**RECORD EXCERPTS:**
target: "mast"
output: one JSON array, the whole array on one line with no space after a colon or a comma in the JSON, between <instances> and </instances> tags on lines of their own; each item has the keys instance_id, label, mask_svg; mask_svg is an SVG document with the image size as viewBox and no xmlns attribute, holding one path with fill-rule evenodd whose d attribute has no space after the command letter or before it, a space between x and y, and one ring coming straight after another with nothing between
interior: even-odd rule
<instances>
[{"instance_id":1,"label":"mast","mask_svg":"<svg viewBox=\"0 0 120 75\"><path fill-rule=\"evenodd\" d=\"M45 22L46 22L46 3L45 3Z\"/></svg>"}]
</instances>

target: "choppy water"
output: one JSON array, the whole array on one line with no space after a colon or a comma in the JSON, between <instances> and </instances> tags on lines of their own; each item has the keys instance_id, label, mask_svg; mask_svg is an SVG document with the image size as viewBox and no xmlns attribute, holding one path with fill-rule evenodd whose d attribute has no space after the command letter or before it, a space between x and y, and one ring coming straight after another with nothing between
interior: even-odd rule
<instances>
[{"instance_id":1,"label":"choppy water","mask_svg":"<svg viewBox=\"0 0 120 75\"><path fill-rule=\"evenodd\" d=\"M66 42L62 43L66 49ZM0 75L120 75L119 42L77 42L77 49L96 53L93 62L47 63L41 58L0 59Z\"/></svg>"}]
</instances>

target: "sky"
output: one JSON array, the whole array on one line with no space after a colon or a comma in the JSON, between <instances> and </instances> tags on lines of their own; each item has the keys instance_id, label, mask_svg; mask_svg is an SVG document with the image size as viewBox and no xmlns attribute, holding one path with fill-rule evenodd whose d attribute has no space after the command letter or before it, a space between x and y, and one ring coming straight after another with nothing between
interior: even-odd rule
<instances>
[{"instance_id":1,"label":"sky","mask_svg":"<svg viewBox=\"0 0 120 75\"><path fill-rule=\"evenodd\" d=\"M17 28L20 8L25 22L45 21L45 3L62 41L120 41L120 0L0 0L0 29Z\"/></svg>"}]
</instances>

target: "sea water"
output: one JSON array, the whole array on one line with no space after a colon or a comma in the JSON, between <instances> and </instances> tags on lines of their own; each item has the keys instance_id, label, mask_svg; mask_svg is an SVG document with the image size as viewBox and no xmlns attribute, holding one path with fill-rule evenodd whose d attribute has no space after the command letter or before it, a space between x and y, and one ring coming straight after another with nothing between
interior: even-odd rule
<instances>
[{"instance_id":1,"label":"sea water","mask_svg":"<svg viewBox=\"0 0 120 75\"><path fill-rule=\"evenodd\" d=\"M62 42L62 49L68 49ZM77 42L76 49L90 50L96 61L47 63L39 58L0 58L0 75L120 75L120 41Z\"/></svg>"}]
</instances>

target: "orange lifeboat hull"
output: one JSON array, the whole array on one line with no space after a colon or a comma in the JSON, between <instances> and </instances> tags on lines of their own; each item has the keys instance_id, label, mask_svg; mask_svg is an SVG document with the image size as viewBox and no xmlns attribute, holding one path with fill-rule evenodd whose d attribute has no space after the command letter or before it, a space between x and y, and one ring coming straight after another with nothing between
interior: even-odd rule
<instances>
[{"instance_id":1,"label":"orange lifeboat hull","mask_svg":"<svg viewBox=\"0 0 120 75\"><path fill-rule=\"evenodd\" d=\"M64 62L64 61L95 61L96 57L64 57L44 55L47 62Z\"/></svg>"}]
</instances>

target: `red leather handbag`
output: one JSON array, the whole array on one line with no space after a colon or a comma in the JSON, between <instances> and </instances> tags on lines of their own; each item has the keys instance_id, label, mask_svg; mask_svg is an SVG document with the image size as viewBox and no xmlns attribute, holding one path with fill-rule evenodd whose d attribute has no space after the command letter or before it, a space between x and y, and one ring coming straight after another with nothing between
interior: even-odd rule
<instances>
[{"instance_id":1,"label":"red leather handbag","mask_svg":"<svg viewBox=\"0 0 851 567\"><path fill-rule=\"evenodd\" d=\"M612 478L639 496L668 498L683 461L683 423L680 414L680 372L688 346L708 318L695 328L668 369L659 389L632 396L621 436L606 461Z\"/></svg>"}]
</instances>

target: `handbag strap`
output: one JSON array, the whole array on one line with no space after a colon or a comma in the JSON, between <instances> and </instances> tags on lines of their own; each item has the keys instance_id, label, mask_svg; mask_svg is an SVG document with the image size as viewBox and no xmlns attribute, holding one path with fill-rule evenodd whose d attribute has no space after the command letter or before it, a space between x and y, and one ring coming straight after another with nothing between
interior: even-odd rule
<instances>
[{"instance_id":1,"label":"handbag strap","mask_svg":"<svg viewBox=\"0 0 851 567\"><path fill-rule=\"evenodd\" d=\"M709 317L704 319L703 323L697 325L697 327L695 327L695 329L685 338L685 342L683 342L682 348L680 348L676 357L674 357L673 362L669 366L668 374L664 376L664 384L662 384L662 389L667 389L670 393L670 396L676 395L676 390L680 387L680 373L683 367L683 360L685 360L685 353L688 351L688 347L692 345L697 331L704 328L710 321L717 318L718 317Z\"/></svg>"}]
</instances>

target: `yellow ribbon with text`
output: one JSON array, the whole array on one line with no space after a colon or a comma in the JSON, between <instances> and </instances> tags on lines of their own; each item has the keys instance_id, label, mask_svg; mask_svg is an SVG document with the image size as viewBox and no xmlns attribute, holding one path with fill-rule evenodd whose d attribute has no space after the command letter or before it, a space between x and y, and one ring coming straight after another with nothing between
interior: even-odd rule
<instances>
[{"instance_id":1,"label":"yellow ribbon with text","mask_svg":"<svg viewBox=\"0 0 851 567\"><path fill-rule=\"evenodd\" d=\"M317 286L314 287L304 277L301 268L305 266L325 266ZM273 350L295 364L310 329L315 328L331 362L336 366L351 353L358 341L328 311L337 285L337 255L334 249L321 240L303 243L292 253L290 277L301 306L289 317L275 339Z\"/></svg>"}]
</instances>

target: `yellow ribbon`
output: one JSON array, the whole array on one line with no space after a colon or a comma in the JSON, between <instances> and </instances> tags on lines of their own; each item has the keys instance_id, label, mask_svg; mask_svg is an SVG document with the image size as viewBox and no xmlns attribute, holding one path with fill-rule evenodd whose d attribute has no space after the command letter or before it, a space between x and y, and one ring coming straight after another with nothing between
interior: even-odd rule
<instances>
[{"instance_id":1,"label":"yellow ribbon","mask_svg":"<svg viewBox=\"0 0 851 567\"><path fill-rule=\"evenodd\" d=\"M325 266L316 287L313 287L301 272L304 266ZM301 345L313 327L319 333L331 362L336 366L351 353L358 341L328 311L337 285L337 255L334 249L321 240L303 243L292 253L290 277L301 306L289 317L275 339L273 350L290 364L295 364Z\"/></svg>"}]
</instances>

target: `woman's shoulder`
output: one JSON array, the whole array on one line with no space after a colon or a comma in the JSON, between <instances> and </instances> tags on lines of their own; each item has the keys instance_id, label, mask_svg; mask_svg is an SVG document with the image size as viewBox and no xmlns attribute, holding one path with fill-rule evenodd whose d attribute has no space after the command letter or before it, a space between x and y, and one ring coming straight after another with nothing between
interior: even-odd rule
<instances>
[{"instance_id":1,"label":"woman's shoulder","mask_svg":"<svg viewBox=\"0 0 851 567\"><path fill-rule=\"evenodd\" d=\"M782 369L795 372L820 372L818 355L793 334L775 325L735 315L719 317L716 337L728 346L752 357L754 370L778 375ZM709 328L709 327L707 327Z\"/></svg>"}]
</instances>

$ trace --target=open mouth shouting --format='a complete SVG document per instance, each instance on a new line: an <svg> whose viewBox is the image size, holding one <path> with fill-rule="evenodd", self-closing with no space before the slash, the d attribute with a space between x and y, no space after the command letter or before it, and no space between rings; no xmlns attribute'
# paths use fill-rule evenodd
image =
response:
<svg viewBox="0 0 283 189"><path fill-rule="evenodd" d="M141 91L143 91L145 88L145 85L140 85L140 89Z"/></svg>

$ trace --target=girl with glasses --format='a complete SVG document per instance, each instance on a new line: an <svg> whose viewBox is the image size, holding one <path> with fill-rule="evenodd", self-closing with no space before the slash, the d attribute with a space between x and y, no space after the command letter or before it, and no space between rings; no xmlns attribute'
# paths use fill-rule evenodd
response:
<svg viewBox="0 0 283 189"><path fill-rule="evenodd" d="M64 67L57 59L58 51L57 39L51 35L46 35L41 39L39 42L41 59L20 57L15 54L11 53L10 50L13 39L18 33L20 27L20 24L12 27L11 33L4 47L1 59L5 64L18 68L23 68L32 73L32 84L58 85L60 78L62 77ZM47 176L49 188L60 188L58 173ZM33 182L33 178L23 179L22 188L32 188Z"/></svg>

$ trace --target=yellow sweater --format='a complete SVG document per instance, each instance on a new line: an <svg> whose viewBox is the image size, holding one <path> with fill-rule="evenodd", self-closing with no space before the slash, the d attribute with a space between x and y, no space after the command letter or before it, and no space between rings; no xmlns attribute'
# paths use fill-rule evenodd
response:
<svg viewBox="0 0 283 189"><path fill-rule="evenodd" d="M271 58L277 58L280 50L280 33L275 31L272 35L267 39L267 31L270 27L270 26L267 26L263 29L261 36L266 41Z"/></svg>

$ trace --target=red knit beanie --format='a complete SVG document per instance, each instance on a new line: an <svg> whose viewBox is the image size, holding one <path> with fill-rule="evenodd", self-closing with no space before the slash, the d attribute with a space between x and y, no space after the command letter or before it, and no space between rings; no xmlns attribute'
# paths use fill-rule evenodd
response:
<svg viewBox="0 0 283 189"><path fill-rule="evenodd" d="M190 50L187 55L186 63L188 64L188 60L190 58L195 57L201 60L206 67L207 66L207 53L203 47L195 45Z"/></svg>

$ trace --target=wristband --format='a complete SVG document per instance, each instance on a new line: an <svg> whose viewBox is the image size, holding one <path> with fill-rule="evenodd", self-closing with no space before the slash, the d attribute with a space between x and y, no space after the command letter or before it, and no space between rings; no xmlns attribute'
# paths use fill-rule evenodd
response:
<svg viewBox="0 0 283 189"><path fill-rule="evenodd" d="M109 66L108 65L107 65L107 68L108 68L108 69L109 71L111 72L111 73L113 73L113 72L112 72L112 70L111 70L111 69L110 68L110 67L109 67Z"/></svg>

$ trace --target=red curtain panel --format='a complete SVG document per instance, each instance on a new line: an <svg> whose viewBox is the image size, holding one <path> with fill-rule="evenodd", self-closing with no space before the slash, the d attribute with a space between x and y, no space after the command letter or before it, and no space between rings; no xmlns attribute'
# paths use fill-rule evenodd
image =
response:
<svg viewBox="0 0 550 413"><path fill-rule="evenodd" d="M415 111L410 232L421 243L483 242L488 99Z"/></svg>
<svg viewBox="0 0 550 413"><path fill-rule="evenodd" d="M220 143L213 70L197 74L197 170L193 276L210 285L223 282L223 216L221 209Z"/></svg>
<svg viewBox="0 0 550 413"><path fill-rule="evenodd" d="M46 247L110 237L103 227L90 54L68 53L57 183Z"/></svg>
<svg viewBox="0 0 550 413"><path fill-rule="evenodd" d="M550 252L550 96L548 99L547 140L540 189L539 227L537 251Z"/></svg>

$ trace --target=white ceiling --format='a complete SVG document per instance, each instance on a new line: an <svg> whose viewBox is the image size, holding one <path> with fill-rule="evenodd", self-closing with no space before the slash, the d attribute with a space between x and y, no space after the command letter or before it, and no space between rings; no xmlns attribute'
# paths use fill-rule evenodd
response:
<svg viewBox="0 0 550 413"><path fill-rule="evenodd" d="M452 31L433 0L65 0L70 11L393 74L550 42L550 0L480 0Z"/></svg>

**EXERCISE:**
Reproduce the lines from the one containing "trace --target=red knit" through the one containing "66L108 65L107 65L107", with "beanie" replaced by "hat" and everything else left unchanged.

**SOLUTION FOR THIS TASK:**
$ trace --target=red knit hat --format='a complete SVG document per instance, each instance on a new line: an <svg> whose viewBox is the image size, holding one <path> with fill-rule="evenodd", self-closing with no space before the slash, the d attribute with a space between x and y, no space after the command letter or before it, and no space between rings; no xmlns attribute'
# paths use fill-rule evenodd
response:
<svg viewBox="0 0 283 189"><path fill-rule="evenodd" d="M190 50L187 55L186 63L188 64L188 60L190 58L195 57L201 60L206 67L207 66L207 53L203 47L195 45Z"/></svg>

$ trace --target=wristband --format='a complete SVG document per instance, each instance on a new line: an <svg> whose viewBox is the image size, holding one <path> with fill-rule="evenodd", self-closing with no space before the slash, the d attribute with a space between x and y, no space after the command letter or before it, and no space between rings; no xmlns attribute'
# paths use fill-rule evenodd
response:
<svg viewBox="0 0 283 189"><path fill-rule="evenodd" d="M109 66L108 65L107 65L107 68L108 68L108 69L109 71L111 72L111 73L113 73L113 72L112 72L112 70L111 70L111 69L110 68L110 67L109 67Z"/></svg>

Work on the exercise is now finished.